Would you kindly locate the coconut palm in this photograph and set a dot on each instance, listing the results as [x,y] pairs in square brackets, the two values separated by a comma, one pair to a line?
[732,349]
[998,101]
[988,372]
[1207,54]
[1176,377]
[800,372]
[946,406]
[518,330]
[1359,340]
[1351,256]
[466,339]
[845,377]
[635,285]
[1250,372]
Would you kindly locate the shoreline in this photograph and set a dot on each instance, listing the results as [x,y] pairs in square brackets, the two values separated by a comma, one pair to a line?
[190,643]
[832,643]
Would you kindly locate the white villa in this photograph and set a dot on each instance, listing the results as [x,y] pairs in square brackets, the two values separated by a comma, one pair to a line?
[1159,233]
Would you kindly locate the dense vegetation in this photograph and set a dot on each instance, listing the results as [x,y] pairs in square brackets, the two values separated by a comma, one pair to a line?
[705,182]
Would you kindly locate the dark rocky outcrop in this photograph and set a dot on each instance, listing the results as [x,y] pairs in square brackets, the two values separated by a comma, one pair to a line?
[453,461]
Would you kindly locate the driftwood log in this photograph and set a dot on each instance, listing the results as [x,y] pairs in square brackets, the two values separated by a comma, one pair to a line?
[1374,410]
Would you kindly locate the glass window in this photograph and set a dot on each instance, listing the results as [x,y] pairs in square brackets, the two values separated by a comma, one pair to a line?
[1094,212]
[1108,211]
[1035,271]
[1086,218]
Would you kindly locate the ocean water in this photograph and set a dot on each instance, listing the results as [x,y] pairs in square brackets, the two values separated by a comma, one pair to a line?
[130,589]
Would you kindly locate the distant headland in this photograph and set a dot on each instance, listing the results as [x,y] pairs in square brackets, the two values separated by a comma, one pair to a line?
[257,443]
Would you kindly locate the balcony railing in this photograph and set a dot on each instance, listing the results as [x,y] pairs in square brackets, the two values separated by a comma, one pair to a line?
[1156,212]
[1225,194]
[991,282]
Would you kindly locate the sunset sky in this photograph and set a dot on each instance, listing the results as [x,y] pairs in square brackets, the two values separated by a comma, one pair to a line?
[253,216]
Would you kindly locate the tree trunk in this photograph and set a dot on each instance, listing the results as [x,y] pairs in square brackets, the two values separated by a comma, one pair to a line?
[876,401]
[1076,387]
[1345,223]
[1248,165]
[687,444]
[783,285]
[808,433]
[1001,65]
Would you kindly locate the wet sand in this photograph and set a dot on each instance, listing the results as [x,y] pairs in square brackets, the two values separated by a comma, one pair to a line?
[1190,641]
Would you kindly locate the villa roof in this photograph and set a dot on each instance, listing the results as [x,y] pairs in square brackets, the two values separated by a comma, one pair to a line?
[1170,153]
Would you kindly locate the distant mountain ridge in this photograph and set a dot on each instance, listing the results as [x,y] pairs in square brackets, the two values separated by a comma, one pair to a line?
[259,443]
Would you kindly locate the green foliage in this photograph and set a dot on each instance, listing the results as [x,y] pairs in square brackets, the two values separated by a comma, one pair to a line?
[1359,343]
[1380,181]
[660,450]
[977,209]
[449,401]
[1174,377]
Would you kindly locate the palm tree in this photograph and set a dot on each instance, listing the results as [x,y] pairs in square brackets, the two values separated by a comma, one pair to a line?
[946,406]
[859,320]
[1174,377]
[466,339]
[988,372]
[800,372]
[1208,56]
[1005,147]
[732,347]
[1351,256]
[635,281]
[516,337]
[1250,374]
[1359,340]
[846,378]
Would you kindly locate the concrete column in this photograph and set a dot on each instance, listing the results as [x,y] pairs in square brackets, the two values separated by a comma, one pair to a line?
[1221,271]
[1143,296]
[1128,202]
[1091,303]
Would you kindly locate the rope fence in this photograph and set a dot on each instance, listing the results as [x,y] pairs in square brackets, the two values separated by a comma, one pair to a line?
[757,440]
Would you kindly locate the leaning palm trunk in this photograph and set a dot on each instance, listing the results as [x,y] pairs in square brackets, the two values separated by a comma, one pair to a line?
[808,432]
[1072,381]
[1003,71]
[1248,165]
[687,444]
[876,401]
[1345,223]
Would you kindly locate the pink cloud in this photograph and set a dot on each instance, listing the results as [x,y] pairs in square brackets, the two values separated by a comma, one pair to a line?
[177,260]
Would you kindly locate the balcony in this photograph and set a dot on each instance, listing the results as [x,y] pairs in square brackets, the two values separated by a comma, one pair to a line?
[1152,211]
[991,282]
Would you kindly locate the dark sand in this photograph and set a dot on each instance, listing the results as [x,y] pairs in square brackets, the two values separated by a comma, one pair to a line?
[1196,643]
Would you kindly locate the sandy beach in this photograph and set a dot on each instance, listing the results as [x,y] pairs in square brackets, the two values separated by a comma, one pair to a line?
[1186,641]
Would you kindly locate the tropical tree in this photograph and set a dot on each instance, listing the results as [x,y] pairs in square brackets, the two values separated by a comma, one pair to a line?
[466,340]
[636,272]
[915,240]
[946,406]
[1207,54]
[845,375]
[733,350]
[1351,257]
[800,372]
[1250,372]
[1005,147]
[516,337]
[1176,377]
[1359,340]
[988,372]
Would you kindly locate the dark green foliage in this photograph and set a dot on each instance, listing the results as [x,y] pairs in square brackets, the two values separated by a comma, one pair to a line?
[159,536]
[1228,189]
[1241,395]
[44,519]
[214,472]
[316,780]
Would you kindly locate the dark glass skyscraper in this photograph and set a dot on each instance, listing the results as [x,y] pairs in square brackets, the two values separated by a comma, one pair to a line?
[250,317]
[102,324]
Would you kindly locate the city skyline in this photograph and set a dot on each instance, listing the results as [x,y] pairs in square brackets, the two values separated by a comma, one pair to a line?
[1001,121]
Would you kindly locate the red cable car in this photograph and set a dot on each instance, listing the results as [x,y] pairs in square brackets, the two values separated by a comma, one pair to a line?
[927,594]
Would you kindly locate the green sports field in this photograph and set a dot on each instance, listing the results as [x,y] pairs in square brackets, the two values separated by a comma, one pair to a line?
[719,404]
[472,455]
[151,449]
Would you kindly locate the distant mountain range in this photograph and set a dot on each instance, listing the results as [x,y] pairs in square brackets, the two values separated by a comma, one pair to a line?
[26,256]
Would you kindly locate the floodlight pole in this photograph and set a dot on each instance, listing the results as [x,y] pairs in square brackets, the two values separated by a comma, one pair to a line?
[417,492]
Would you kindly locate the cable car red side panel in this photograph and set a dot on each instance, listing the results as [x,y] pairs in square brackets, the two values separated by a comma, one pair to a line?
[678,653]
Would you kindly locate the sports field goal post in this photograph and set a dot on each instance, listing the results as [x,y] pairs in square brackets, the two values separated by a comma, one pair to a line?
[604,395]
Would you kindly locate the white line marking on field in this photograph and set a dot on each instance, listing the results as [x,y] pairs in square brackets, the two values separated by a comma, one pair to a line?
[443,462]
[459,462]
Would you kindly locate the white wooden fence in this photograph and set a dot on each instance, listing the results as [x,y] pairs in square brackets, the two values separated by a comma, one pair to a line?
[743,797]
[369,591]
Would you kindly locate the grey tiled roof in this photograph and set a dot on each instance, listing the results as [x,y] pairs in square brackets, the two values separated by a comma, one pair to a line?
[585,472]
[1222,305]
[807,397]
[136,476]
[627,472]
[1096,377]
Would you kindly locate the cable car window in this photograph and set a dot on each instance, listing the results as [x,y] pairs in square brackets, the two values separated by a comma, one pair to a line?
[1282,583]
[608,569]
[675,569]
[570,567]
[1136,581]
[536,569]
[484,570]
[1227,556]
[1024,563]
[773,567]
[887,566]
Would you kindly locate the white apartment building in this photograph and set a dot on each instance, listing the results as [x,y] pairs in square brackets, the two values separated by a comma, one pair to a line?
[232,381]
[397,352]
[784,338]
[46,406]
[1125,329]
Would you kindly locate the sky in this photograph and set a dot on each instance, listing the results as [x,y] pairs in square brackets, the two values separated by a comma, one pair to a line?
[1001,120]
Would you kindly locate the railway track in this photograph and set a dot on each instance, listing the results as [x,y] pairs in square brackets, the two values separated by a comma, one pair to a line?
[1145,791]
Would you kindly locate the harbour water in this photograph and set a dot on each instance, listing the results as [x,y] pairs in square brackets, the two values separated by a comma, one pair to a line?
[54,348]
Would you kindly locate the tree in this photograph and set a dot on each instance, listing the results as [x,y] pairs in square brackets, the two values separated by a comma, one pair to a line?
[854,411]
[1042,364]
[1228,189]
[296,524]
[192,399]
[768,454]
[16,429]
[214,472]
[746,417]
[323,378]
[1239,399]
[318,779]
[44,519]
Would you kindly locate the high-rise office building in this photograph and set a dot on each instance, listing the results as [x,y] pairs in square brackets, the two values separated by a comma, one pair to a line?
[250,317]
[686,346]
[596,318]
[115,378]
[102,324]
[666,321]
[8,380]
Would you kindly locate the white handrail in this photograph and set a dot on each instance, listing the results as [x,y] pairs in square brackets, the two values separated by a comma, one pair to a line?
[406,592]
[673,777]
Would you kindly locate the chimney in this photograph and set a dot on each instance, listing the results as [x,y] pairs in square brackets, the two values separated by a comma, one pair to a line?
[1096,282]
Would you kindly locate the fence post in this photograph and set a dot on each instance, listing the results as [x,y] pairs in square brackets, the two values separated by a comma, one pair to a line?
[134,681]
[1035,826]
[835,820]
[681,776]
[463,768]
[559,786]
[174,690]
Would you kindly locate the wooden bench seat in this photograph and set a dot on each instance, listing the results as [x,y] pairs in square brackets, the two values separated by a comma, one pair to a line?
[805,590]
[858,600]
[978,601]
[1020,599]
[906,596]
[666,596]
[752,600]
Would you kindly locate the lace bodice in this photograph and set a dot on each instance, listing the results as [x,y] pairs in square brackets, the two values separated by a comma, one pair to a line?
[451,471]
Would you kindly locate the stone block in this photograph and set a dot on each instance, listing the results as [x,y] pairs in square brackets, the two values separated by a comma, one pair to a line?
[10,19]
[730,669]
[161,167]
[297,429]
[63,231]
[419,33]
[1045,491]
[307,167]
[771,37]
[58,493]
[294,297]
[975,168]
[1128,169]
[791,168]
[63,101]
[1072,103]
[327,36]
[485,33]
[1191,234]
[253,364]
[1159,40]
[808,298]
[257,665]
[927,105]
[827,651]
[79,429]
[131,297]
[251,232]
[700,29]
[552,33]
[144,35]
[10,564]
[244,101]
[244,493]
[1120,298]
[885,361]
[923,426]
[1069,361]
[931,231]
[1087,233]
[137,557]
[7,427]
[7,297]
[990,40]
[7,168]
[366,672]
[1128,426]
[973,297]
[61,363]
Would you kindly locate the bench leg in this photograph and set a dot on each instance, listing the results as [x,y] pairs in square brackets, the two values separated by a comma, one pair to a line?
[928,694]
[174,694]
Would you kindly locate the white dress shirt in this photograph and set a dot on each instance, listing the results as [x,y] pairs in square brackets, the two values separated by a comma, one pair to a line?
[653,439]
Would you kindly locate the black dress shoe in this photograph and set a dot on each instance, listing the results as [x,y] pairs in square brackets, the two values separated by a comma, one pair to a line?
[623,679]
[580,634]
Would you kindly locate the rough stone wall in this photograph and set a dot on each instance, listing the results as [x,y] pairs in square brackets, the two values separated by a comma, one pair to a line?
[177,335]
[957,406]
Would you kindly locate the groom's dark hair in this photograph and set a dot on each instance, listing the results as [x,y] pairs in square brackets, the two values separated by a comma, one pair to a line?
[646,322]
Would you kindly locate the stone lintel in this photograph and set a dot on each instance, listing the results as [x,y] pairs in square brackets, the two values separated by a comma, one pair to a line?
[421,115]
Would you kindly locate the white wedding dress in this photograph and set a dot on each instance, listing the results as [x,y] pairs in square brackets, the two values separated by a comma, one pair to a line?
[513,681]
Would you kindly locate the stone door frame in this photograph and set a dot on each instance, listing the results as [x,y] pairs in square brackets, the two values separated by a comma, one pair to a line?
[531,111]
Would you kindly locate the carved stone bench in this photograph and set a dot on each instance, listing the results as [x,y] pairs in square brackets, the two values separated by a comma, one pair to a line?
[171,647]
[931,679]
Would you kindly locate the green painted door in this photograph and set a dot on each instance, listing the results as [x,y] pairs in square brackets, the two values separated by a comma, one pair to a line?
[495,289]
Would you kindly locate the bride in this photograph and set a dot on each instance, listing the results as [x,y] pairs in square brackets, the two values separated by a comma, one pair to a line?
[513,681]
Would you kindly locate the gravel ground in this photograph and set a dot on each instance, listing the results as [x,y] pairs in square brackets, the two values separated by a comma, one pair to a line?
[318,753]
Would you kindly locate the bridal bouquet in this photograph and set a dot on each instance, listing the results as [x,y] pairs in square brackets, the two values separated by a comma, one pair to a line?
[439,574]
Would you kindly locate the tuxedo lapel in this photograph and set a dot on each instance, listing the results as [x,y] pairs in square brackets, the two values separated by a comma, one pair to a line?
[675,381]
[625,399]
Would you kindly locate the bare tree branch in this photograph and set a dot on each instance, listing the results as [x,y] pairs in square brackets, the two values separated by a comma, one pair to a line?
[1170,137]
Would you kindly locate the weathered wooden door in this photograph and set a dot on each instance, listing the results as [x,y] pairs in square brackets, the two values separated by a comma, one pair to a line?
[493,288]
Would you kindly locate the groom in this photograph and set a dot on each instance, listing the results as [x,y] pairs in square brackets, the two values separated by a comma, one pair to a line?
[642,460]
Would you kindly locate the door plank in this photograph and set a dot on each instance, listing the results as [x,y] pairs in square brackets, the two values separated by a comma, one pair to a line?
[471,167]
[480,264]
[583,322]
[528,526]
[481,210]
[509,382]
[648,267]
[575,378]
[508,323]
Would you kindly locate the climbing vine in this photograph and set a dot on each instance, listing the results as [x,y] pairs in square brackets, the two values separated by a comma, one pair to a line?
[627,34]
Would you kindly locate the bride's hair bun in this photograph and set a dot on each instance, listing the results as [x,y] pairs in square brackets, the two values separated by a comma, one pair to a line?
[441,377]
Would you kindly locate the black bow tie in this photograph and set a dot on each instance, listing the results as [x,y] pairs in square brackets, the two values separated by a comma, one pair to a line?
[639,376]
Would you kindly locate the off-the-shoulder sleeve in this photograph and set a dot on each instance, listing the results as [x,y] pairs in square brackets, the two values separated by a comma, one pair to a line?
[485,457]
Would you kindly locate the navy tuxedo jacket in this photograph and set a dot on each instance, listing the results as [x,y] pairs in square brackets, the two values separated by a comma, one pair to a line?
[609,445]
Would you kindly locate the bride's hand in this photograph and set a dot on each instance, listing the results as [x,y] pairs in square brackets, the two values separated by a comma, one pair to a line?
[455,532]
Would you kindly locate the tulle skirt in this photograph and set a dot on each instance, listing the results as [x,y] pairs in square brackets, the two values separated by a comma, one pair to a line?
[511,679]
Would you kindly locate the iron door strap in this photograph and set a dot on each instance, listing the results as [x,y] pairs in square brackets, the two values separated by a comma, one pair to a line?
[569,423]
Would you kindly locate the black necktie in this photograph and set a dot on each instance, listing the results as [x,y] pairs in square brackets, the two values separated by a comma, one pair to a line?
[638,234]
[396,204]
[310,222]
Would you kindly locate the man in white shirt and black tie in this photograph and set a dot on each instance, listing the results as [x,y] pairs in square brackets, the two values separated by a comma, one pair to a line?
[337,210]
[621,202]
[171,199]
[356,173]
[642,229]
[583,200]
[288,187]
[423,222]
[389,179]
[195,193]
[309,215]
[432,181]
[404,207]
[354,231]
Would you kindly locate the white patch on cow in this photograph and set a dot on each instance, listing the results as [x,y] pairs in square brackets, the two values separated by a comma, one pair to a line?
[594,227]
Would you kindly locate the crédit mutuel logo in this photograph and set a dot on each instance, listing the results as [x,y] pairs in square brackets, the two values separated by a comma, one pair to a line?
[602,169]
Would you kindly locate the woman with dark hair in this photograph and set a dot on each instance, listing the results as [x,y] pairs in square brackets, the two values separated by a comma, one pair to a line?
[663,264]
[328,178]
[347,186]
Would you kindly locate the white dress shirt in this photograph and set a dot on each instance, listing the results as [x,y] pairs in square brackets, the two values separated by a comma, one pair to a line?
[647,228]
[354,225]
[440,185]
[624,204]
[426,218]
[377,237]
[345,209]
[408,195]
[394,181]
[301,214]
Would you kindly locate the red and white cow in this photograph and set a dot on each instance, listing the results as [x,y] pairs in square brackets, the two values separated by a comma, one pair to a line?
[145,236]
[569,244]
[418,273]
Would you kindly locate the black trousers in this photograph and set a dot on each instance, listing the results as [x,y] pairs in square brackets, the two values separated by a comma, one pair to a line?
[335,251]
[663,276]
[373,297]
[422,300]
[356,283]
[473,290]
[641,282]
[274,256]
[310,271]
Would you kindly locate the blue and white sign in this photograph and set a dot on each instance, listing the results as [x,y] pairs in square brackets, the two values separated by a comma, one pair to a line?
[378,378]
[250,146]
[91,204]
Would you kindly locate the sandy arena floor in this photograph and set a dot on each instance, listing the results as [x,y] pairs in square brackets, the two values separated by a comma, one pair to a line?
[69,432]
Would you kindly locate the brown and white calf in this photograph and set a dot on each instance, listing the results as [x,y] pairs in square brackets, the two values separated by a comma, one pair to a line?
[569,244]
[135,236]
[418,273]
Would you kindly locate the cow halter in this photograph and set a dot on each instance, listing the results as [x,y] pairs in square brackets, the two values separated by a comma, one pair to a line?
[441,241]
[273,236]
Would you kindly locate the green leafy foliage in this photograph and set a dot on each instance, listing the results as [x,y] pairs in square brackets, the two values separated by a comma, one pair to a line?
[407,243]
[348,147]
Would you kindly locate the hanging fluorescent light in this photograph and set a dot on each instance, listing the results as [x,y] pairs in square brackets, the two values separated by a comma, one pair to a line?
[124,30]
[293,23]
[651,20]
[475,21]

__________

| WORK TO BE COMPLETED |
Take the line that contains "Would you kindly locate the sandy arena" and each line after it down to the last of the records, and retype them exactly; add nothing else.

| FINAL RESULT |
Would you kindly locate the sandy arena floor in this photograph and set a dot on each instance, listing the results as [x,y] pairs in square brackets, the two values separated by a comma, one pair to a line?
[69,432]
Would you kindly locate the brown and white calf in this photograph and set a dot on each instance, listing the results as [x,y] pairs in square brackets, the two values separated by a comma, one pair to a line?
[569,244]
[135,236]
[418,273]
Would you kindly locate the cow halter in this photograph and set a dot on each instance, listing the results as [x,y] pairs in square brackets, the two values separated by a comma, one pair to a line?
[441,241]
[273,236]
Would you kindly locate the green leafy foliage in this photograph and set a dot on each instance, listing the results as [x,y] pairs in square brackets, the two values separated by a comma, one pair to a line?
[407,243]
[348,147]
Would you kindly locate the hanging fluorescent light in this photograph and set a dot on each instance, listing the results as [x,y] pairs in square brackets, the two values separated by a comma, one pair to a line?
[124,30]
[293,23]
[651,20]
[475,21]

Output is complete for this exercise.